TASK LIST:
a. According to the forum thread, for how long did Office 365 and Windows Live services fall over?
b. Reproduce the part of the forum thread starting with "Anyone's server can" and going on through "the personal computer?".
c. In the forum thread, why does one commenter say the configuration file should have had a parser?

EXCERPT PROVIDED:
- - - - -

Blaming it on their F5s?
I call bullshit. I've seen F5s used for years without problems - the only place that seems to have consistent trouble with them is MSO.
A corrupted file in Microsoft's DNS services brought down its cloud across the world, the software giant has revealed. In a dramatic failure, Office 365 and Windows Live services including Hotmail and SkyDrive fell over for more than three hours earlier this month, causing further embarrassment for Redmond. No customer data …
...but that's what they use ; )
As often as they have trouble with them (these BPOS-S outages aren't the half of it - for a while we were averaging a load balancer issue of one sort or another every 2-3 months for our dedicated environment) the only reasonable explanation is operator error.
Most cloud professionals* would add the proviso: "...but probably best not *that* cloud..."
There are a few companies out there that seem to know their stuff; enviable uptime and reliability. That's never really been Microsoft's strong point, has it?
*Cue luddite hordes with their "cloud professional? Tautology, that!" cleverness...
...other than for backup.
Anyone's server can go down. Even your own. But you can do something about your own server. You don't want to be at the hands of someone not entirely interested in your companies profits, only their own liability clause.
Remind me again why I should trust a company with centralized control of my data ... Especially when that company spent decades trying to move control of the personal desktop from mainframe data centers to the personal computer?
No, thank you. I'll keep it in-house. For values of "in-house" that include a couple continents. Honestly, it's not all that hard to roll your own.
I can't tell you how many times 'load-balancing devices in the DNS service respond to a malformed input string' give me problems with my desktop computer. What a relief I can depend on others to fix it now. Then again when 'load-balancing devices in the DNS service respond to a malformed input string' on my network; it has never brought the entire MS online services product suite down across the world for everyone else. Go Cloud!
So what is he is saying is that some idiot added crap to the configuration file and it got propagated across network
by two "rare conditions" = Muppet didn't have a second person to eyeball his/her handiwork before committing the change to the configuration file, in addition they altered the configuration file directly rather than coping the one from the test machine.
Really, this is IT 101....
Well Its partially human.... The so called file should have a parser to catch errors before they sent out to various other servers no?
That should eliminate any human issue. No whether there is a check at each server to check for validation issues is another possibility. Its called check and recheck and then do a checksum.
... such overlooked little services in a basket.

- - - - -

EXCERPTED RECORDS:
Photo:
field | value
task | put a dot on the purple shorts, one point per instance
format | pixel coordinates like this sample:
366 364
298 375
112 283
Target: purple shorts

- - - - -

ANSWERS FOR THE EXERCISE:
a. For more than three hours.

b.
Anyone's server can go down. Even your own. But you can do something about your own server. You don't want to be at the hands of someone not entirely interested in your companies profits, only their own liability clause.
Remind me again why I should trust a company with centralized control of my data ... Especially when that company spent decades trying to move control of the personal desktop from mainframe data centers to the personal computer?

c. A parser would catch errors before the file was sent out to the other servers. The commenter says this should eliminate any human issue.